▶ Exercise
In the Claude Harriott biography, which team selected him in the 2004 NFL draft?

Personal information
- Born: April 8, 1981 (age 45) Westmoreland, Jamaica
- Listed height: 6 ft 3 in (1.91 m)
- Listed weight: 260 lb (118 kg)

Career information
- High school: Glades Central (Belle Glade, Florida, U.S.)
- College: Pittsburgh
- NFL draft: 2004: 5th round, 147th overall pick

Career history
- Chicago Bears (2004)*; New York Giants (2004–2005)*; Detroit Lions (2006); → Amsterdam Admirals (2006); Kansas City Chiefs (2007)*; Detroit Lions (2007–2008)*; Toronto Argonauts (2008–2009); Omaha Nighthawks (2011–2012);
- * Offseason and/or practice squad member only

Awards and highlights
- All-Big East (2002);

= Claude Harriott =

American gridiron football player (born 1981)

Claude Harriott (born April 8, 1981) is a Jamaican-American former professional football defensive end.

==Early life==
Harriott played high school football at Glades Central Community High School in Belle Glade, Florida. He played college football at Pittsburgh.

==Professional career==
Harriott began his career in the National Football League by being selected by the Chicago Bears in the fifth round of the 2004 NFL draft. He did not make the roster, being released in the final cut.

▶ Raw data
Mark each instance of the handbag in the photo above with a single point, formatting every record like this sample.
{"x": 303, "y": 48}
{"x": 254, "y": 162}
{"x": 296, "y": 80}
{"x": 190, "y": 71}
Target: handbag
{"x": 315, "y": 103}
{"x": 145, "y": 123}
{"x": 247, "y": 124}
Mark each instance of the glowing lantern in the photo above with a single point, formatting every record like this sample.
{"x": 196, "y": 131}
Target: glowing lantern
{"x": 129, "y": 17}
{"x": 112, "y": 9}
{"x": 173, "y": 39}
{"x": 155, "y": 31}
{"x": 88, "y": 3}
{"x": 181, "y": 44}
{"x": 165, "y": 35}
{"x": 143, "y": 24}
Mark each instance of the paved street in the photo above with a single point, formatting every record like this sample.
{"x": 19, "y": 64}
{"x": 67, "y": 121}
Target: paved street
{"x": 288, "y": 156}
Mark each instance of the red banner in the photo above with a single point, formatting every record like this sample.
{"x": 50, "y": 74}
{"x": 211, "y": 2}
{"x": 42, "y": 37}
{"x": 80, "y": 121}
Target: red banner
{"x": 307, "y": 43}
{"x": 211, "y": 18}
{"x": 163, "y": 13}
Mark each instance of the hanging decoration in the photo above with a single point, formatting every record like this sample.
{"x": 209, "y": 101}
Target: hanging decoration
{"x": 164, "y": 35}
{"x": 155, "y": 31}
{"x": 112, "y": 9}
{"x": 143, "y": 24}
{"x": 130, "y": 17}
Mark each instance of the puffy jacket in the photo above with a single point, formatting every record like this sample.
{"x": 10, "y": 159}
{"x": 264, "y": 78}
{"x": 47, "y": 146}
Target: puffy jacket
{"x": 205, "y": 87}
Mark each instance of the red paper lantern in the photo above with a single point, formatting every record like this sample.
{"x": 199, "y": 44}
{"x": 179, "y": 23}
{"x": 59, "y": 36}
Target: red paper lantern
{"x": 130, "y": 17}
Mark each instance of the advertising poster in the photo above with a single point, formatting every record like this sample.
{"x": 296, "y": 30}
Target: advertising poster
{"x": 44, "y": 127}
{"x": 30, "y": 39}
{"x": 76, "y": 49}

▶ Task response
The Chicago Bears